_Stored rows_

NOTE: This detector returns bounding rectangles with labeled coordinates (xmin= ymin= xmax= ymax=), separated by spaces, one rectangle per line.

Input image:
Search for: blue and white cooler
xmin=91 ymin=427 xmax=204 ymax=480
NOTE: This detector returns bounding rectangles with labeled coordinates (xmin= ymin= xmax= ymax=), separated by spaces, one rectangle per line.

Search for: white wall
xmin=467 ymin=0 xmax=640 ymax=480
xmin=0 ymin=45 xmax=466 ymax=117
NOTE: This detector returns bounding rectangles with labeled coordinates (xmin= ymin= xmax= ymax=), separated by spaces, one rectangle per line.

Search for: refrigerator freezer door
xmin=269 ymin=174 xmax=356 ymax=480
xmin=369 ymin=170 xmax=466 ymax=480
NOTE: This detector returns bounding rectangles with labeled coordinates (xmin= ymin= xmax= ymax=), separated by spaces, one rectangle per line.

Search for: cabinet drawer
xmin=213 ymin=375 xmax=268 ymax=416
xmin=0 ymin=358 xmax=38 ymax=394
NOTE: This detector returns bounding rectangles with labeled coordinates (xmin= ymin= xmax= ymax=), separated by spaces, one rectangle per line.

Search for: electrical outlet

_Stated task_
Reproduce all of the rows above, substituting "Locate" for every occurrence of "Search for" and leaving everything else unchanged.

_Response to the exercise_
NOTE: This detector returns bounding rectangles with labeled coordinates (xmin= ymin= xmax= ymax=), separated by spaces, one rectangle per line.

Input image:
Locate: blue and white cooler
xmin=91 ymin=427 xmax=204 ymax=480
NOTE: This detector returns bounding rectangles with labeled coordinates (xmin= ymin= xmax= ymax=), separated by spaces, one rectangle per line.

Locate: white wall
xmin=467 ymin=0 xmax=640 ymax=480
xmin=0 ymin=45 xmax=466 ymax=117
NOTE: This detector returns bounding rectangles with labeled coordinates (xmin= ymin= xmax= ymax=), separated by spaces, one rectangle per line.

Locate: refrigerator freezer door
xmin=269 ymin=174 xmax=356 ymax=480
xmin=369 ymin=170 xmax=466 ymax=480
NOTE: This detector returns bounding rectangles with labeled coordinates (xmin= ymin= xmax= ymax=), separated by spaces, one rectangle per line.

Locate: cabinet drawer
xmin=213 ymin=375 xmax=268 ymax=416
xmin=0 ymin=358 xmax=38 ymax=394
NOTE: This detector returns bounding rectangles with labeled coordinates (xmin= ymin= xmax= ymax=), separated by spaces, one rectangle per line.

Locate: electrical outlet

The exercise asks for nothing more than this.